**Data for this task:**
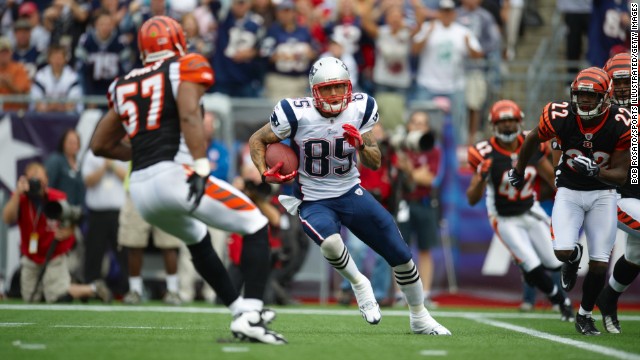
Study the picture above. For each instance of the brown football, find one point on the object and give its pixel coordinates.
(280, 152)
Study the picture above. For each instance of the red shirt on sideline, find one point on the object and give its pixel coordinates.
(45, 228)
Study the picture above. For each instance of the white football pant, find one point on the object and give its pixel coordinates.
(160, 191)
(594, 210)
(528, 238)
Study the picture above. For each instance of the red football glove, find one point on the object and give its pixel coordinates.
(273, 175)
(484, 168)
(353, 137)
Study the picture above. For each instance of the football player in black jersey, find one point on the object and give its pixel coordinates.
(159, 108)
(627, 267)
(594, 137)
(516, 216)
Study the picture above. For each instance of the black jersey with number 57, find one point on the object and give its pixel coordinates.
(599, 142)
(146, 100)
(502, 198)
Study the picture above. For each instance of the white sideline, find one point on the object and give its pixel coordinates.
(296, 311)
(618, 354)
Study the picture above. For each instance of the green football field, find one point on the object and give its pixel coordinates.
(155, 331)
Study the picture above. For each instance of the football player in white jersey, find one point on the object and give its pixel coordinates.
(327, 131)
(627, 267)
(158, 108)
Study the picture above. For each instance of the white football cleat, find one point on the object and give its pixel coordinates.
(249, 326)
(425, 324)
(367, 303)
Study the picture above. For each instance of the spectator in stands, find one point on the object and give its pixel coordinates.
(23, 50)
(195, 42)
(115, 8)
(336, 50)
(58, 81)
(14, 78)
(392, 69)
(101, 56)
(38, 236)
(479, 76)
(442, 46)
(40, 36)
(103, 179)
(609, 28)
(289, 50)
(510, 21)
(68, 20)
(420, 168)
(577, 16)
(239, 33)
(133, 234)
(63, 169)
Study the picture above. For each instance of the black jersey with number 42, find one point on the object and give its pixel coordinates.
(502, 198)
(599, 142)
(146, 100)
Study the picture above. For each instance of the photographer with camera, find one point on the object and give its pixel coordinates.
(419, 163)
(45, 241)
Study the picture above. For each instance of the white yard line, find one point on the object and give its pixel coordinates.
(297, 311)
(618, 354)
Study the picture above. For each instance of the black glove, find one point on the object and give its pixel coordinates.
(197, 186)
(586, 166)
(516, 180)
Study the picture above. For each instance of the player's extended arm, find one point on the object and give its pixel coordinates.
(107, 140)
(258, 146)
(531, 143)
(191, 123)
(369, 152)
(617, 173)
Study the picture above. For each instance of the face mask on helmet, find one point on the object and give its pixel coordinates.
(621, 91)
(619, 70)
(590, 93)
(330, 85)
(503, 112)
(160, 37)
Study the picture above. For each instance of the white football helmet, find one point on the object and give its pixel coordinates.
(330, 71)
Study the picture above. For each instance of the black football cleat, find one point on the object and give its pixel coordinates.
(566, 311)
(569, 272)
(586, 325)
(609, 309)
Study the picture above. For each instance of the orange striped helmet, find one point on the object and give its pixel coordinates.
(159, 38)
(506, 110)
(619, 70)
(590, 93)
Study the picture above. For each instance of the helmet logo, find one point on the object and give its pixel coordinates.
(585, 87)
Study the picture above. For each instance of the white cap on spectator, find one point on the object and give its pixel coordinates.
(447, 4)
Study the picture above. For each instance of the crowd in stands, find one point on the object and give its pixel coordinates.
(400, 51)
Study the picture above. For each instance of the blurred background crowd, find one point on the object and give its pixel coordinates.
(453, 57)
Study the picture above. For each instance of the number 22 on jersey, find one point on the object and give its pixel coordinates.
(507, 190)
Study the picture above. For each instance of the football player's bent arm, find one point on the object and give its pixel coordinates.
(531, 143)
(191, 125)
(475, 189)
(258, 146)
(370, 153)
(617, 173)
(545, 170)
(107, 140)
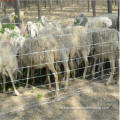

**Action item:**
Print out the complete listing above exactly, dropping each image.

**Response below:**
Study the picture above. For each instance of the brown football, find one point on the object and give its pixel coordinates.
(280, 152)
Study the picture above. For each instance of the red shirt on sideline, find one point on the object and give its pixel coordinates.
(45, 228)
Study the picture above. For each instance of the white football pant, find one point on the object and give its pixel coordinates.
(160, 191)
(594, 210)
(528, 238)
Study the picture above. For each instance of the red football glove, find one point on the object and give its pixel coordinates.
(273, 175)
(484, 168)
(353, 137)
Study the picture above. For each instance of the football player in black jersey, find one point on the object and give its pixel coordinates.
(159, 108)
(627, 267)
(594, 137)
(516, 216)
Study the picture above. For each instance of the black jersey with number 57, find one point on the object and give its pixel coordinates.
(599, 142)
(146, 100)
(502, 198)
Study the picture above. For each instance of the white sideline, find one point on the object and give its pixel coordinates.
(296, 311)
(618, 354)
Study the picture above. For each instance of the green football field, find one point on the object and give its pixel coordinates.
(155, 331)
Study the picture above. For each instance of the football player in white jersey, find one point on the object and give its pixel coordinates.
(327, 131)
(627, 267)
(158, 108)
Study the picture above. For each instance of the white football cleat, find one point on the object and give its pixel coordinates.
(249, 326)
(425, 324)
(367, 303)
Study the picture above. For each instance of the spectator in stands, find one point on the object and give its pixel coordinates.
(23, 50)
(195, 42)
(115, 8)
(336, 50)
(58, 81)
(14, 78)
(392, 69)
(101, 56)
(38, 236)
(479, 76)
(442, 46)
(40, 36)
(103, 179)
(609, 28)
(289, 50)
(510, 21)
(68, 20)
(420, 168)
(577, 16)
(239, 33)
(133, 234)
(63, 169)
Study the picture above. For each instance of the black jersey with number 42, find one point on the object and give its pixel coordinates.
(502, 198)
(599, 142)
(146, 100)
Study the picture above. For each instance of the photographer with camera, find one point on the object and give its pixel coordinates.
(419, 163)
(45, 241)
Study the picture above. For each instance of the white yard line, find one point on the object and give its pixel coordinates.
(297, 311)
(618, 354)
Study the picture above. For each instance of the black glove, find one point on the object and give its pixel coordinates.
(197, 186)
(586, 166)
(516, 180)
Study the picture above. For each instance of the player's extended arm, find one point on the object and give its pixel coordinates.
(107, 140)
(258, 146)
(531, 143)
(191, 123)
(369, 152)
(617, 173)
Study the picture above. For each instance of the face mask on helmet, find one point on the object and give its pixel coordinates.
(621, 91)
(619, 70)
(590, 93)
(330, 85)
(503, 112)
(160, 37)
Study the picture above. For each instance of the white football helmet, find one point on the object and give its pixel coordinates.
(330, 71)
Study the picture above. For each instance of the black football cleat, find one point on the object and give its pixel coordinates.
(566, 311)
(569, 272)
(586, 325)
(609, 309)
Study the picture above. For each instance of the orange striped helmet, find one point on the object and give its pixel coordinates.
(159, 38)
(506, 110)
(619, 70)
(590, 93)
Study the picture above. For each instance of the helmet logo, find one point on the object and give its pixel coordinates.
(585, 87)
Study the picture above. For each instance of the white cap on spectator, find one point on the object and give its pixel coordinates.
(447, 4)
Study the picture above. For each instance of the crowd in stands, find one point on the object and give its pixel coordinates.
(400, 51)
Study the picture above. For each instance of the blurred background crowd, find one point on the object and give its pixel coordinates.
(453, 57)
Study the picture above. For each instance of the number 22 on jersey, find one point on the object and give its pixel coordinates.
(507, 190)
Study the picture above. For each instance of the football player's bent arm, find one point on the object and give its pixel coordinates.
(531, 143)
(191, 125)
(475, 189)
(258, 146)
(370, 153)
(617, 173)
(545, 170)
(107, 140)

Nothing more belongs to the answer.